--- WHAT IS REQUIRED ---
Using the listing, copy each whole line that features "instance".

--- RAW DATA ---

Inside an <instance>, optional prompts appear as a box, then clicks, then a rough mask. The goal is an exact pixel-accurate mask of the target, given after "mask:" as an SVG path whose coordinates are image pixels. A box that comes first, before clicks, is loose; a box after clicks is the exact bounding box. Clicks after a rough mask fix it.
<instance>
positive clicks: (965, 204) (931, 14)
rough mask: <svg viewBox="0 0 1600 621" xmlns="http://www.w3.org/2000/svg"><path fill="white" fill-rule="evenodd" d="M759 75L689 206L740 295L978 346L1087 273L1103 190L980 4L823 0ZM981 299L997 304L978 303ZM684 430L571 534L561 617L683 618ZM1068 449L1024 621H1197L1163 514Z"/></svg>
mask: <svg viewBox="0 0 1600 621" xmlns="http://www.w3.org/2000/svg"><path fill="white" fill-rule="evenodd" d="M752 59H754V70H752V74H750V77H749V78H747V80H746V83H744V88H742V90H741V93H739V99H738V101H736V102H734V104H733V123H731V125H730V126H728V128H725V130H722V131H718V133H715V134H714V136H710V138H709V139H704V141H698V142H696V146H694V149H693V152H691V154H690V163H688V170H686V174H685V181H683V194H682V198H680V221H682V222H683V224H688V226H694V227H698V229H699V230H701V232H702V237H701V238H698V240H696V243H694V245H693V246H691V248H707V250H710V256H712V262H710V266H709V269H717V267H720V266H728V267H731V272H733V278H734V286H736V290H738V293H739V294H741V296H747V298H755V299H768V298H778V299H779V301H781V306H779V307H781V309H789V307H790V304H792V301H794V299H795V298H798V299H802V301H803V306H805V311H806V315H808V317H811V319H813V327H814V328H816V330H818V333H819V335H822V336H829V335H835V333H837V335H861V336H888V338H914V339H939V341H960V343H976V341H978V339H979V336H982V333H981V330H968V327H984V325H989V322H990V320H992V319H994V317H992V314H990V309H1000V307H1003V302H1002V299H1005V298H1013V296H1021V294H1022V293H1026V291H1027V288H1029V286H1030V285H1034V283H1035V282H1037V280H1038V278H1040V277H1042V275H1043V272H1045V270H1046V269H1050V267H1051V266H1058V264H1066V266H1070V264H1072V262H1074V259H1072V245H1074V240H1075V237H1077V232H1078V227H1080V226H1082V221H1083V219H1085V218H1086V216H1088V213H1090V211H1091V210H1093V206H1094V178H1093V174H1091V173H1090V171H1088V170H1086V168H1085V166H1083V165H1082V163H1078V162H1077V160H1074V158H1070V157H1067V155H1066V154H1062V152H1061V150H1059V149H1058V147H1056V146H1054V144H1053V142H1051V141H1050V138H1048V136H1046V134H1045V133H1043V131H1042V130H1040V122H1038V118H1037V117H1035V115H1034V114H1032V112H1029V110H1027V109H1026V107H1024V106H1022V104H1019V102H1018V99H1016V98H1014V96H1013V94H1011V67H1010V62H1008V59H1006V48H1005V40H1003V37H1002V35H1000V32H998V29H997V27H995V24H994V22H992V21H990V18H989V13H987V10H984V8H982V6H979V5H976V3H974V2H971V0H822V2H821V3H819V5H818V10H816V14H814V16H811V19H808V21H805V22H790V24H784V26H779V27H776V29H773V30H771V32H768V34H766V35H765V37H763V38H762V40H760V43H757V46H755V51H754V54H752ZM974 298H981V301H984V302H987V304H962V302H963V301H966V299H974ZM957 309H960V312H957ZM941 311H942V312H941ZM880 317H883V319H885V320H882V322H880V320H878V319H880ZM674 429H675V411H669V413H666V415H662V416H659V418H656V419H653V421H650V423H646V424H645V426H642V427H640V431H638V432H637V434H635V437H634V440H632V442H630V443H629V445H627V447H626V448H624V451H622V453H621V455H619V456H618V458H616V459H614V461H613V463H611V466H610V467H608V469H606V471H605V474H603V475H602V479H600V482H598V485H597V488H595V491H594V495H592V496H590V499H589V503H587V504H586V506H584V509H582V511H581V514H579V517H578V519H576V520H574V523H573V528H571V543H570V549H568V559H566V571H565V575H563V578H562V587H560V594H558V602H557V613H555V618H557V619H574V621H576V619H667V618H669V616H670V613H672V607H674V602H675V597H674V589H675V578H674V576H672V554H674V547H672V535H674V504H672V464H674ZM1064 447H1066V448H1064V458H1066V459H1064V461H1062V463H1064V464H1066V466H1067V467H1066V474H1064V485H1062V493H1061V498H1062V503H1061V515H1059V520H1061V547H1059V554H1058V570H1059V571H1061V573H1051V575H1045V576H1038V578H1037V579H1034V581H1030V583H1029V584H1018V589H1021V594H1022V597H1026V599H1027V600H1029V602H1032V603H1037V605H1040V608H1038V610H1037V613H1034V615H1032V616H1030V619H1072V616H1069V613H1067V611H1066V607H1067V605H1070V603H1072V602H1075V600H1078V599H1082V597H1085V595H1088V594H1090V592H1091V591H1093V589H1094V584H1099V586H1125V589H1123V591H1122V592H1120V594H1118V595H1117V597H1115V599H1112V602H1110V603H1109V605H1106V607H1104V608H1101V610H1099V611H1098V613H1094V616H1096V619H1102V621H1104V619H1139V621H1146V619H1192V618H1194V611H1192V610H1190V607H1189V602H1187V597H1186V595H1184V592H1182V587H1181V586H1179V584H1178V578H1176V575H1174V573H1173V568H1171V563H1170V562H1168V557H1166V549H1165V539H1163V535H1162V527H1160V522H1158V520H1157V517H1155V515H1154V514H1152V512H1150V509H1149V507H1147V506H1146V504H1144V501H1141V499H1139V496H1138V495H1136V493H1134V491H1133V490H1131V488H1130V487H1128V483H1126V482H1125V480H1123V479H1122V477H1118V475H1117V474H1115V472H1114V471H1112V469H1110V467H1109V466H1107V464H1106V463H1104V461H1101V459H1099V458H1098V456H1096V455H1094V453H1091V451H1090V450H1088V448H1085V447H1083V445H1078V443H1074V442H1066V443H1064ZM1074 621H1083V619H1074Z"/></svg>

--- WRITTEN ANSWER ---
Inside an <instance>, optional prompts appear as a box, then clicks, then a rough mask. The goal is an exact pixel-accurate mask of the target, given after "mask:" as an SVG path whose coordinates are image pixels. A box that comes first, before clicks, is loose; a box after clicks is the exact bounding box. Clicks after a rough mask fix it.
<instance>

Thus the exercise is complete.